Format every line of the records below as a JSON list of strings, one string per line, leaving out blank lines.

------------------------------------

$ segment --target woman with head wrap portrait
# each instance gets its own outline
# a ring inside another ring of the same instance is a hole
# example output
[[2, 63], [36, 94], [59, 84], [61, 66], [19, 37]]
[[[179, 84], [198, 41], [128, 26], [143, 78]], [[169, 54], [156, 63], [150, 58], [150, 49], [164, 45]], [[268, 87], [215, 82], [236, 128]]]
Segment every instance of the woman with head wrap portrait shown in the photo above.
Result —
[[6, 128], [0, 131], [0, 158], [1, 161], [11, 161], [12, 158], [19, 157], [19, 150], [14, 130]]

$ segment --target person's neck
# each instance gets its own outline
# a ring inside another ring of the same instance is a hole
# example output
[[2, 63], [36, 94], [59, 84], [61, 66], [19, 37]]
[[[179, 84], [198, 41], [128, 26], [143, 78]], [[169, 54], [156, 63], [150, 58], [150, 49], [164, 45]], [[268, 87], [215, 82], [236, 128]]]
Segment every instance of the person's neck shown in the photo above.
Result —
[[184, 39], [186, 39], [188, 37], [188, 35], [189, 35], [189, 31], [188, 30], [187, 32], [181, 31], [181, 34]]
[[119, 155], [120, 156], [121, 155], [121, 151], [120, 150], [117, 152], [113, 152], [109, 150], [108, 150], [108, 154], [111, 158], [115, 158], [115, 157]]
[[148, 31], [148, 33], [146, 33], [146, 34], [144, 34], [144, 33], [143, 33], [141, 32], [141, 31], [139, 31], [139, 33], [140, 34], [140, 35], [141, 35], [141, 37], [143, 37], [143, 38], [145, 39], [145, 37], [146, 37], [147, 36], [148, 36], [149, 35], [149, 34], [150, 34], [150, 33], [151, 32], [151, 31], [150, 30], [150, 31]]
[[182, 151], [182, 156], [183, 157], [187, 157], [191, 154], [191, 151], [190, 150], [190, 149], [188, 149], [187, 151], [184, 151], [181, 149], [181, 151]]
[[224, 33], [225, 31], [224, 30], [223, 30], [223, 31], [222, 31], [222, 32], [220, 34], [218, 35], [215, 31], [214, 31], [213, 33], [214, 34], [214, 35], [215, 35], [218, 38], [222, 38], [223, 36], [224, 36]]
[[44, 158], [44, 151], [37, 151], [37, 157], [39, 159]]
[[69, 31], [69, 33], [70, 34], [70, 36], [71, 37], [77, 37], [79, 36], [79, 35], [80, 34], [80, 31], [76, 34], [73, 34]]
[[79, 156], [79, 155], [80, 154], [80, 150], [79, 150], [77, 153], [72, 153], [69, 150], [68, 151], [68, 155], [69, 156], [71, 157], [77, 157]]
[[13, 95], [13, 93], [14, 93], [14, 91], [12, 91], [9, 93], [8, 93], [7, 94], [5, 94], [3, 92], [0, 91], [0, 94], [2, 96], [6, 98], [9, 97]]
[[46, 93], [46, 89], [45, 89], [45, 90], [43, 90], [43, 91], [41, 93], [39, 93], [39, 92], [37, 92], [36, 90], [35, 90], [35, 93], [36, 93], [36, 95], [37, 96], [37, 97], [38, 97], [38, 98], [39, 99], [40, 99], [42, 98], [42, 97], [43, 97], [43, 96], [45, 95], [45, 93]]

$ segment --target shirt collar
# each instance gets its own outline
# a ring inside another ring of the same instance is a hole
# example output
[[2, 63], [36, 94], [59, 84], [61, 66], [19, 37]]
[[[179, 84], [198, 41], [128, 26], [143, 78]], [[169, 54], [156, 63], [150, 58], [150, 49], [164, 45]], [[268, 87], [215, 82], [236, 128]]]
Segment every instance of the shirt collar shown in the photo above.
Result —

------------------------------------

> **ANSWER TO THE PROBLEM**:
[
  "$ segment --target woman with head wrap portrait",
  "# each instance gets its own outline",
  "# a ring inside another ring of the same instance is a hole",
  "# example output",
  "[[2, 63], [36, 94], [59, 84], [61, 66], [19, 37]]",
  "[[[179, 84], [198, 41], [128, 26], [143, 78]], [[169, 54], [156, 63], [150, 58], [150, 49], [164, 45]], [[268, 87], [215, 82], [236, 128]]]",
  "Segment every instance of the woman with head wrap portrait shown in the photo above.",
  "Result —",
  "[[6, 128], [0, 131], [0, 158], [1, 161], [11, 161], [12, 158], [19, 157], [19, 150], [14, 130]]",
  "$ segment --target person's neck",
  "# each instance gets its own outline",
  "# a ring inside another ring of the same instance is a hole",
  "# example output",
  "[[2, 63], [36, 94], [59, 84], [61, 66], [19, 37]]",
  "[[[179, 84], [198, 41], [128, 26], [143, 78]], [[169, 54], [156, 63], [150, 58], [150, 49], [164, 45]], [[268, 87], [215, 82], [236, 128]]]",
  "Segment every instance of the person's neck shown in the photo above.",
  "Result —",
  "[[184, 39], [186, 39], [188, 37], [188, 35], [189, 35], [189, 31], [188, 30], [187, 32], [181, 31], [181, 34]]",
  "[[119, 155], [120, 156], [121, 155], [121, 151], [120, 150], [117, 152], [113, 152], [109, 150], [108, 150], [108, 154], [111, 158], [115, 158], [115, 157]]",
  "[[148, 31], [148, 33], [146, 33], [146, 34], [144, 34], [144, 33], [143, 33], [141, 32], [141, 31], [139, 31], [139, 33], [140, 34], [140, 35], [141, 35], [141, 37], [143, 37], [143, 38], [145, 39], [145, 37], [146, 37], [147, 36], [148, 36], [149, 35], [149, 34], [150, 34], [150, 33], [151, 32], [151, 31], [150, 30], [150, 31]]",
  "[[182, 151], [182, 156], [183, 157], [187, 157], [191, 154], [191, 151], [190, 150], [190, 149], [188, 149], [187, 151], [184, 151], [181, 149], [181, 151]]",
  "[[224, 33], [225, 31], [224, 30], [223, 30], [223, 31], [222, 31], [222, 32], [220, 34], [218, 35], [215, 31], [214, 31], [213, 33], [214, 34], [214, 35], [215, 35], [218, 38], [222, 38], [223, 36], [224, 36]]",
  "[[44, 158], [44, 151], [37, 151], [37, 157], [39, 159]]",
  "[[69, 31], [69, 33], [70, 34], [70, 36], [71, 37], [77, 37], [79, 36], [79, 35], [80, 34], [80, 31], [76, 34], [73, 34]]",
  "[[79, 156], [79, 155], [80, 154], [80, 150], [79, 150], [77, 153], [72, 153], [69, 150], [68, 151], [68, 155], [69, 156], [71, 157], [77, 157]]",
  "[[13, 95], [13, 93], [14, 93], [14, 91], [12, 91], [9, 93], [8, 93], [7, 94], [5, 94], [3, 92], [0, 91], [0, 94], [2, 96], [6, 98], [9, 97]]",
  "[[46, 93], [46, 89], [45, 89], [45, 90], [43, 90], [43, 91], [41, 93], [39, 93], [39, 92], [37, 92], [36, 90], [35, 90], [35, 93], [36, 93], [36, 95], [37, 96], [37, 97], [38, 97], [38, 98], [39, 99], [40, 99], [42, 98], [42, 97], [43, 97], [43, 96], [45, 95], [45, 93]]",
  "$ segment --target shirt collar",
  "# each instance gets its own outline",
  "# a ring inside another ring of the same instance is a hole",
  "# example output",
  "[[2, 63], [36, 94], [59, 84], [61, 66], [19, 37]]",
  "[[[179, 84], [198, 41], [128, 26], [143, 78]], [[169, 54], [156, 63], [150, 58], [150, 49], [164, 45]], [[268, 87], [215, 82], [236, 128]]]",
  "Segment every instance of the shirt collar shown in the photo above.",
  "Result —"
]